**Data shown**

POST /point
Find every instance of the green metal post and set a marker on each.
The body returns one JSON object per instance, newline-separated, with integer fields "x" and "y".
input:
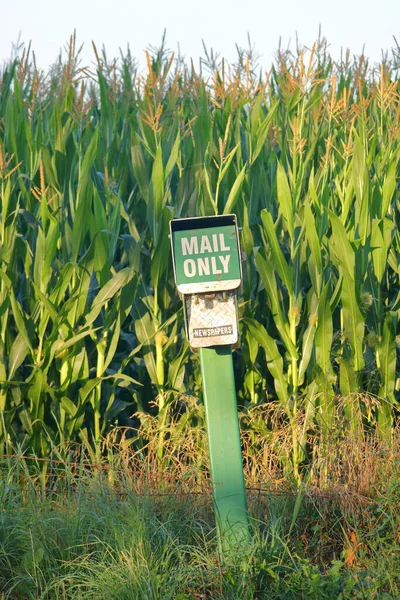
{"x": 224, "y": 448}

**Problem requirements**
The lines you return should be those above that contain the word "instance", every one of them.

**Response to this exercise**
Find every instance of the green metal post and set a marker on each.
The body returns one JSON object per instance, newline-separated, with integer fields "x" and "y".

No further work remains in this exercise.